Most languages don't have ASTs that work well in "degenerate" cases like unfinished/work in progress/sample code. These are things you often want to have in source control. There are also very few AST standards between languages making for a lot more language-dependent work for an SCM.
(For what it is worth, I toyed with what I think to be a useful compromise to the idea, which is to use syntax highlighting tokenizers, which perform well and interoperate well with character-based diffs: https://github.com/WorldMaker/tokdiff)
I agree that degenerate cases are one of the major problems with trying to move to higher-level editing abstractions (and it's one of the big issues I faced with my own application), but I don't see how it's a problem here.
If it doesn't have a valid AST, then it's not a valid program, either. If you're using a formatting program (like prettier or gofmt) and pass it an invalid program, you're either going to get an error, or undefined behavior. And anyone else opening it in a different editor is going to have their language-mode interpret the invalid program differently than yours, too. Source code tools like structured search won't work predictably, either.
This sounds to me like saying "An XML structure editor? But what if I want to put an invalid XML structure in a file called foo.xml and commit it to the repository?" Or my first boss complaining that visual text editors didn't let you see every byte. Or Mel needing to know drum addresses so he could use them for constants.
As time goes by, we move to higher level abstractions, and (thanks to tools like gofmt) we're already at the point where you probably shouldn't be pushing source code which doesn't even have a valid AST, and expect all your tools to work perfectly. There's plenty of ways to write and commit WIP code without needing an invalid AST on disk.
I thought similarly for many years. What's the use of code in source control that doesn't compile anyway?
Then I started paying attention to all the reasons why we naturally might want to check in "invalid" code.
All the cases where I'm never going to finish an entire refactor in a single commit, and the whole refactor makes far more sense in documented steps where many of the intermediate steps will never compile.
All the cases where sending broken code to a source control server at the end of the day is both the best way to back it up and the easiest way to get fresh eyeballs on it in the morning. Even with CI systems in place, sometimes the errors that the CI bot can tell you are as useful as the ones your own machine's build environment can tell you. (Especially in those weird cases where it turns out to be that maybe its the build environment on your own machine that's the problem and you've been beating yourself up over a bad install of something that should be unrelated, and the build errors on the remote machine lead you to the real problem.)
All the cases where I might build tests first, and the compiler is a test, especially in a static typed language, before working backwards to make the tests pass/run/compile.
A lot of people like to think of programming code as some purely logical construct, but good code is poetry, even in its mistakes. Sometimes we need drafts to tell our stories right. Sometimes we need bad poetry in source control as a warning to others to help them realize what good poetry can be.
It's interesting to want code editors to keep us from ever writing bad poetry to disk, but it's also somewhat inhumane. People write bad poetry all the time, it's a natural skill. Saving bad poetry for posterity is sometimes the only way we get better poetry.
I once saw a phd thesis that argued that the best way to go was to use AST diffing at the top level (classes, method definitions, etc) but line-based diffing for the inner parts (method bodies, etc).

[Dataset rows about object locations]

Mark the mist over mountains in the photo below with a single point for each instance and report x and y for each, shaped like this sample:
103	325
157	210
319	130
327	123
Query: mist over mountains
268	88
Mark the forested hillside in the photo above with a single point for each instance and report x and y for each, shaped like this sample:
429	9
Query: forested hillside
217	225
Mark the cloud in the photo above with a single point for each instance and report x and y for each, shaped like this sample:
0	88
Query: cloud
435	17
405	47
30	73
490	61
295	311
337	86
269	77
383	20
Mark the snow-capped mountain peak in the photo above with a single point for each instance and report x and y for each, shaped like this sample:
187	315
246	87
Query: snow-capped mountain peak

#### Challenges
[A] In the forum thread, what compromise did one commenter try instead of full AST-based diffing?
[B] Reproduce the rows starting at the line that contains "Mark the cloud" and ending at the end of the rows, both ends included.

#### Results in order
[A] Using syntax highlighting tokenizers, which perform well and work with character-based diffs.

[B]
Mark the cloud in the photo above with a single point for each instance and report x and y for each, shaped like this sample:
0	88
Query: cloud
435	17
405	47
30	73
490	61
295	311
337	86
269	77
383	20
Mark the snow-capped mountain peak in the photo above with a single point for each instance and report x and y for each, shaped like this sample:
187	315
246	87
Query: snow-capped mountain peak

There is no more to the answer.